§ Records shown
================================
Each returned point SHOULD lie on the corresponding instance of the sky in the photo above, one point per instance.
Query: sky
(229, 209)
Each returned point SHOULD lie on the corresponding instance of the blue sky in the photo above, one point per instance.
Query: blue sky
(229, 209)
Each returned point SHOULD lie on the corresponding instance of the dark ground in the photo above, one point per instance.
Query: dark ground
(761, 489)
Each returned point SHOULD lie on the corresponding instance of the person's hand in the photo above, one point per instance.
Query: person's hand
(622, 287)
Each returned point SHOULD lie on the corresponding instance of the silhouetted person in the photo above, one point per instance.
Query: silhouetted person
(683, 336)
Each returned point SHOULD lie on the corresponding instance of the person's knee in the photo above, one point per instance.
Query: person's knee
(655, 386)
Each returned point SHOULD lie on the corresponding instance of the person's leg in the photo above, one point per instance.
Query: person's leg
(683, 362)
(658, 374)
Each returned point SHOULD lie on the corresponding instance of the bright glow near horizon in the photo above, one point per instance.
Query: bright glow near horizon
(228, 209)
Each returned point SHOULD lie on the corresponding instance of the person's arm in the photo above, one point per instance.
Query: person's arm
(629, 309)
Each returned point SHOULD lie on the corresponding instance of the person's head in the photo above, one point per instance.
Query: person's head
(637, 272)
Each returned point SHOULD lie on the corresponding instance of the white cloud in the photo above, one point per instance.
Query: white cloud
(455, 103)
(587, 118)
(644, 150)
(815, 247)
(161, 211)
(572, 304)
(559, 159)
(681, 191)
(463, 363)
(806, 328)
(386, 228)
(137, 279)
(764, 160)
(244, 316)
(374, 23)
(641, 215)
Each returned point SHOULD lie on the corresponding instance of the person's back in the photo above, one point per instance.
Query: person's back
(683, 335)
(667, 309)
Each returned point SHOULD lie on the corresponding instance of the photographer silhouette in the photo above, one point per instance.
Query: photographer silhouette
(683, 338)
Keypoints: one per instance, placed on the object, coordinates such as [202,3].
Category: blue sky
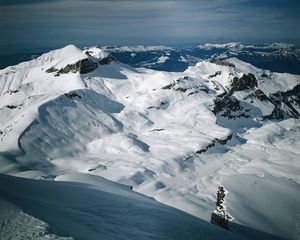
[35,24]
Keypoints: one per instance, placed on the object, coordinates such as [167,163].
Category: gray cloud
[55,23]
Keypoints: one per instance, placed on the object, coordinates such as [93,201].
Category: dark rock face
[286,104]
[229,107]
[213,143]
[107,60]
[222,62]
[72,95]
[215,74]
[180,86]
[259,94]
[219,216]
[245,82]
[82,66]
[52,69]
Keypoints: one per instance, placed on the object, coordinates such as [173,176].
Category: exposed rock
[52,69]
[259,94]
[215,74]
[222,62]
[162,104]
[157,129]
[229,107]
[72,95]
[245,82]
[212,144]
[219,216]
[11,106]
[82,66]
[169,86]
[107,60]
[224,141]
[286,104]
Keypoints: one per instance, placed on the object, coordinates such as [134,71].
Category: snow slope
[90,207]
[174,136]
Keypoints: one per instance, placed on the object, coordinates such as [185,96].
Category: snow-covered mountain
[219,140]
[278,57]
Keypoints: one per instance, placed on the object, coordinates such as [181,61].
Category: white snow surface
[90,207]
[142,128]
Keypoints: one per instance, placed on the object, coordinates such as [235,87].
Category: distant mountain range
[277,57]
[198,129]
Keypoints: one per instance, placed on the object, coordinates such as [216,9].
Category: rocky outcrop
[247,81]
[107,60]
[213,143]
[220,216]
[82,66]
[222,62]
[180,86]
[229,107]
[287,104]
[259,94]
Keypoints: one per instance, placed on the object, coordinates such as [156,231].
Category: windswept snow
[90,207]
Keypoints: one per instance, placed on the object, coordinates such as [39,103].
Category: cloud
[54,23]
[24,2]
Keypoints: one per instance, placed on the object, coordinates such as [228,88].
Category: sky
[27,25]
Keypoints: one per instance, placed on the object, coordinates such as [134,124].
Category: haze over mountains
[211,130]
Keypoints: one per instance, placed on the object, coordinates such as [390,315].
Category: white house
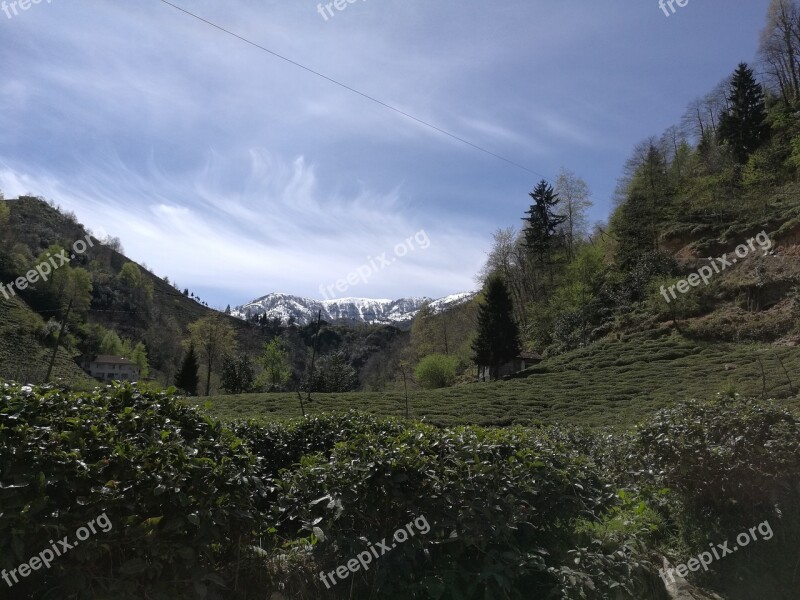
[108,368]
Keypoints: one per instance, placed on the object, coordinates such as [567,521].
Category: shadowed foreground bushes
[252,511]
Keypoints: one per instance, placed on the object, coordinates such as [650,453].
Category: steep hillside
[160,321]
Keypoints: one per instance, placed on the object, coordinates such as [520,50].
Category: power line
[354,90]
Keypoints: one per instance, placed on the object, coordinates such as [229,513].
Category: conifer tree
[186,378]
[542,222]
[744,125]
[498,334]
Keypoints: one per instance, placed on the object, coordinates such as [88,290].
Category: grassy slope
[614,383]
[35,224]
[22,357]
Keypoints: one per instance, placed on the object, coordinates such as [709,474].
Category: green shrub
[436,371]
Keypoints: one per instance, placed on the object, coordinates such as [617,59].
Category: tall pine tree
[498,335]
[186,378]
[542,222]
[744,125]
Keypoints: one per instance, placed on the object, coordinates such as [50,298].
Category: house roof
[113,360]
================================
§ Problem
Leaving the pictures aside, transcribe the entire listing exactly.

§ Exercise output
Each returned point SHOULD lie on the corresponding instance of the sky in the photo above, one point per instance.
Query: sky
(229, 209)
Each returned point SHOULD lie on the corresponding instance of the blue sky in the photo above, one point per instance.
Query: blue sky
(229, 209)
Each returned point SHOULD lie on the corresponding instance of the dark ground in the photo above, one point per instance.
Query: dark ground
(761, 489)
Each returned point SHOULD lie on the corresponding instance of the person's hand in the photo above, one point per instance.
Query: person's hand
(622, 287)
Each returned point SHOULD lie on the corresponding instance of the silhouetted person in the photo above, one point per instance.
Query: silhouetted person
(683, 336)
Each returned point SHOULD lie on the corresponding instance of the person's knee in the photo above, one point per instance.
Query: person's knee
(655, 386)
Each returned point SHOULD lie on the corresponding instance of the person's leg in the photo above, one point per instance.
Query: person's leg
(683, 362)
(658, 374)
Each returned point SHOULD lie on the corresponding instance of the bright glow near horizon in the photo above, one point per instance.
Query: bright glow near horizon
(228, 209)
Each returned point SHOULD lie on the corresponding instance of the person's arm in the photo above, one point per instance.
Query: person's arm
(629, 309)
Each returned point SHOULD lie on the corresponding instance of the person's head in the photo above, one point per instance.
Query: person's head
(637, 272)
Each returned point SHOULD lie on the corresponding instance of the white cloud in the photo above, one point per instance.
Query: white cloud
(455, 103)
(587, 118)
(644, 150)
(815, 247)
(161, 211)
(572, 304)
(559, 159)
(681, 191)
(463, 363)
(806, 328)
(386, 228)
(137, 279)
(764, 160)
(244, 316)
(374, 23)
(641, 215)
Each returned point SHOULD lie on the corresponding instance of the person's back in the photo above, one point per instance.
Query: person's back
(683, 335)
(667, 309)
Each returned point SHOULD lie on the corresponding instance of the photographer silhouette in the photo above, one point per instance.
Query: photographer silhouette
(683, 338)
Keypoints: one per instance, placed on the object, coordinates such as [202,3].
Category: blue sky
[35,24]
Keypoints: one per instance, placed on the object, coordinates such as [167,163].
Category: gray cloud
[55,23]
Keypoints: one per instance, placed on the object, coordinates such as [93,201].
Category: dark rock face
[286,104]
[229,107]
[213,143]
[107,60]
[222,62]
[72,95]
[215,74]
[180,86]
[259,94]
[219,216]
[245,82]
[82,66]
[52,69]
Keypoints: one per instance, placed on the object, coordinates such as [173,176].
Category: exposed rock
[52,69]
[259,94]
[215,74]
[222,62]
[162,104]
[157,129]
[229,107]
[72,95]
[245,82]
[212,144]
[219,216]
[11,106]
[82,66]
[169,86]
[107,60]
[224,141]
[286,104]
Keypoints: one per instance, placed on the object, coordinates such as [134,71].
Category: snow slope
[90,207]
[174,136]
Keypoints: one per instance, placed on the object, coordinates such as [185,96].
Category: snow-covered mountain
[219,140]
[278,57]
Keypoints: one per instance, placed on the object, coordinates such as [181,61].
Category: white snow surface
[90,207]
[142,128]
Keypoints: one per instance, placed on the object, coordinates such as [235,87].
Category: distant mountain range
[277,57]
[198,129]
Keypoints: one per instance, placed on the object, coordinates such as [216,9].
Category: rocky outcrop
[247,81]
[107,60]
[213,143]
[220,216]
[82,66]
[222,62]
[180,86]
[229,107]
[287,104]
[259,94]
Keypoints: one per instance, placed on the object, coordinates such as [156,231].
Category: windswept snow
[90,207]
Keypoints: one per instance, placed on the object, coordinates such as [39,103].
Category: cloud
[54,23]
[24,2]
Keypoints: one per instance, placed on the object, coordinates such as [228,88].
Category: sky
[27,25]
Keypoints: one per instance, placed on the object, coordinates such as [134,124].
Category: haze over mountains
[211,130]
Keypoints: one per instance, placed on the object, coordinates such as [390,315].
Category: white house
[108,368]
Keypoints: one per instance, placed on the object, coordinates such as [567,521].
Category: shadowed foreground bushes
[252,511]
Keypoints: one per instance, placed on the object, coordinates such as [650,453].
Category: steep hillside
[160,321]
Keypoints: one per instance, placed on the object, coordinates such as [520,50].
Category: power line
[354,90]
Keypoints: one per instance, placed on the object, coordinates such as [229,513].
Category: conifer tree
[186,378]
[542,222]
[744,125]
[498,334]
Keypoints: one per instance, placed on the object, coordinates such as [88,290].
Category: grassy slope
[614,383]
[35,224]
[22,357]
Keypoints: one per instance, placed on the object, coordinates such as [709,474].
Category: green shrub
[436,371]
Keypoints: one per instance, placed on the object, coordinates such as [617,59].
Category: tall pine tree
[498,335]
[186,378]
[542,222]
[744,125]
Keypoints: one per instance, placed on the object, coordinates such as [50,298].
Category: house roof
[113,360]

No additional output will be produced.